--- Extract ---
━━━
The optical detection techniques for ultrasound are classified into non-interferometric techniques and interferometric techniques. The former are well developed or of limited application, while the latter are more general and are presently the object of active developments [6]. The noninterferometric techniques, such as knife-edge technique, is very insensitive to vibrations but requires a good surface finish and is hardly applicable to image the 3D ultrasonic wavefield [7].

In interferometric techniques, a Michelson interferometer and other configurations based on the other two wave interferometers (Mach-Zehnder, Fiseau) are normally used to receive the ultrasound [8]. Hochreiner et al. report on the remote three-dimensional photoacoustic imaging by utilizing a two-wave mixing interferometer (TWMI) and the Fourier domain synthetic aperture focusing technique (FSAFT) [9]. The TWMI setup can detect rough and flat surfaces, but the imaging of the sample was done by raster scanning in x- and y-direction. Therefore, the technique cannot strictly detect the ultrasonic wavefield with full-field and there is no advantage in the measurement of high-frequency ultrasonic wavefields.

In recent years, the electronic speckle interference techniques have been proposed for use in non-contact detection of ultrasonic signals [10]. Mast et al. report that the two-dimensional ultrasonic surface wave data are obtained by optical electronic speckle pattern interferometry (ESPI) techniques [11]. The speckle interference with digital phase-stepping is used to capture traveling ultrasonic Lamb waves [12]. This means either that the phase to be measured should be constant over the time required for acquisition of phase-shifted interferograms or that compensation needs to be introduced to allow a phase value to be calculated at the time of each recorded frame rather than once every four frames [13]. Ishikawa et al. investigated the use of parallel phase-shifting interferometry (PPSI) with a high-speed polarization camera for imaging a sound field in air [14]. Although the phase-shifted images are captured by a single-shot using PPSI, the sound field in the opaque solid specimen was not obtained. These limitations can be a disadvantage when high-frequency ultrasound need to be investigated in non-destructive testing applications.
━━━
--- Prompt ---
Answer these questions from the excerpt on optical detection of ultrasound:
(a) What does the knife-edge technique require of the surface?
(b) How was the sample imaged with the two-wave mixing interferometer setup?
(c) What camera did Ishikawa et al. pair with parallel phase-shifting interferometry?

--- Available data ---
━━━
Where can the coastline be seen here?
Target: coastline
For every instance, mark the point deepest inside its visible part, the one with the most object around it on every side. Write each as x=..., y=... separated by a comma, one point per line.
━━━
--- Full output ---
(a) A good surface finish.
(b) By raster scanning in the x- and y-direction.
(c) A high-speed polarization camera.